* _Passage to read_:
........

One day her maid came in to find Noni lying on the floor entangled in the phonograph wires. Unharmed, she looked up with a bad-girl-caught-in-the-act smile. She had been dancing with Fred Astaire, she explained, and had tripped and fallen. After that we dared not leave her alone.
In the fall of 1985 she was in the hospital with a brain tumor. Dr. Goodrich informed us that nothing could be done. She wasn’t in any pain but couldn’t move around very well, and the radiation treatments made her weak. She hated the hospital, as she hated the fact that she couldn’t stay awake, couldn’t talk, not for long, couldn’t read, couldn’t even watch television. What she did when we came to visit her was play Pat-a-cake and arm wrestle. The muscles of her upper arm were amazingly strong. But she had to be forced up out of bed to walk.
Home from the hospital, in bed most of the time now, she began to sing. “I hear those angel voices singing,” she warbled as I came into her room one day, and I thought, “Good. She has made her peace with God.” I looked over at Bea, her loving, long-suffering, Jamaican nurse for the past half year, and smiled.
“She sing dat piece all the time,” Bea said, “and dat pop tune, what’s its name?” Then I heard the rest of the words, “old, black Joe,” and I sat down next to her on the bed and took her hand. Fooled again, I thought, picking up the song, “I hear those angel voices singing old, black Joe.” Her treble to my bass. We sang the spiritual through together two more times.

........

* _What this exercise asks_:
**A.** According to the passage about Noni, why did they no longer dare to leave her alone? Answer in one to three sentences.
**B.** Go on with the passage about Noni, starting after its last sentence.
The records are not needed for anything asked here.

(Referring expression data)

........

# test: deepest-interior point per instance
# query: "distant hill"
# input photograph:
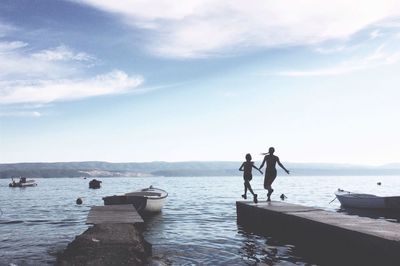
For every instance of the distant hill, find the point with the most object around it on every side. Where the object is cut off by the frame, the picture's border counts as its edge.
(215, 168)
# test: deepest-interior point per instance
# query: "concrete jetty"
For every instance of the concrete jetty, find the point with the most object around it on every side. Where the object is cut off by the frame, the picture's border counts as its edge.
(329, 238)
(114, 239)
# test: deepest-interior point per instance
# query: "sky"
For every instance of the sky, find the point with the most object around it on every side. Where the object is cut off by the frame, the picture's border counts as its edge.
(199, 80)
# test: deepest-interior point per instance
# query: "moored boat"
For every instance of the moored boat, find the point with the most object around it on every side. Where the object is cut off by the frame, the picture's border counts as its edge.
(94, 183)
(23, 182)
(150, 200)
(367, 201)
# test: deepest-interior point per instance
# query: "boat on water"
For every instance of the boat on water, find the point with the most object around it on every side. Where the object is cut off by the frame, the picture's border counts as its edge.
(149, 200)
(367, 201)
(23, 182)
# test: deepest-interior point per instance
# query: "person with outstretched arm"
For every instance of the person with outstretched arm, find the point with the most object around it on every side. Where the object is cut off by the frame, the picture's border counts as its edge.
(270, 173)
(246, 167)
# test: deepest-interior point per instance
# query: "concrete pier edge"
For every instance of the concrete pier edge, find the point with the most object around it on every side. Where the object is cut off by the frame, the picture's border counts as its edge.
(323, 241)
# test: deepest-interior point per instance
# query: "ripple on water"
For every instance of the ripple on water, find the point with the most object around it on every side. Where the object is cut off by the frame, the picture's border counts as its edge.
(197, 225)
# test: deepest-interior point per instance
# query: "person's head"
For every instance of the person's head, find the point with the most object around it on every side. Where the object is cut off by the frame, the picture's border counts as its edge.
(271, 150)
(248, 157)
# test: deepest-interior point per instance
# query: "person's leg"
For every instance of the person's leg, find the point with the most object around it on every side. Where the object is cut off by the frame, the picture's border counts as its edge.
(245, 190)
(269, 186)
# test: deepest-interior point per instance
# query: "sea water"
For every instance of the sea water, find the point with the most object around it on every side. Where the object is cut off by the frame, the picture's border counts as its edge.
(197, 224)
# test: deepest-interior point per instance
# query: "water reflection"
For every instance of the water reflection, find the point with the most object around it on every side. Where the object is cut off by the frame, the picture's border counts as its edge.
(391, 216)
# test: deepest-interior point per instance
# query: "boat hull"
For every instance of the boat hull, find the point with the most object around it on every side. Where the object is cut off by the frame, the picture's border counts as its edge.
(149, 200)
(28, 183)
(367, 201)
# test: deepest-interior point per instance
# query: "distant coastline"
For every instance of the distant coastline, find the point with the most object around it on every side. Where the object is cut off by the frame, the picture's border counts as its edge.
(195, 168)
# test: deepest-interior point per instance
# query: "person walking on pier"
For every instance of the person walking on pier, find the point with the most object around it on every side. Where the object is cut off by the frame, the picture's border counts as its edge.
(270, 173)
(246, 167)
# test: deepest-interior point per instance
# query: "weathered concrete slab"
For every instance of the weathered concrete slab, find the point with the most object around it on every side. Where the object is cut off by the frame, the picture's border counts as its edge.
(332, 238)
(108, 214)
(107, 245)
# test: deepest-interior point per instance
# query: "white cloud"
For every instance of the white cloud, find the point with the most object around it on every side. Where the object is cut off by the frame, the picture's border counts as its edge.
(52, 75)
(21, 114)
(62, 53)
(18, 63)
(379, 57)
(196, 28)
(7, 47)
(46, 91)
(375, 34)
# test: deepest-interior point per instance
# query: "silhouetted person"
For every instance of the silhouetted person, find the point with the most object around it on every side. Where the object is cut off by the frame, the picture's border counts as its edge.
(247, 167)
(270, 172)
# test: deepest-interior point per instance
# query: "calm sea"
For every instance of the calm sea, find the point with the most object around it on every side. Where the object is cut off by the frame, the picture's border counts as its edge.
(197, 225)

........

* _Results in order_:
**A.** Her maid had come in and found her lying on the floor, tangled in the phonograph wires. Noni explained that she had been dancing with Fred Astaire and had tripped and fallen.

**B.**
My sister had cautioned me not to react to her loss of hair but hadn’t prepared me for the softness its absence gave her features. Her hair had been white and leonine and now what was left of it was soft and silky and flattened to her head like a baby’s. And, like a baby, she seemed defenseless and sweet. She opened her eyes and looked up at me, as if reading my thoughts. And then they narrowed in the old way, and she pointed her finger accusingly, “Bald as you. Bald as you now!”
“Bald as a baby,” I replied and cupped my hand around her head in astonishment and love. She shut her eyes. “You must have been a beautiful baby, you must have been a beautiful child,” she sang, quick as that. I could almost see her dancing.
It was only a few weeks later that she died.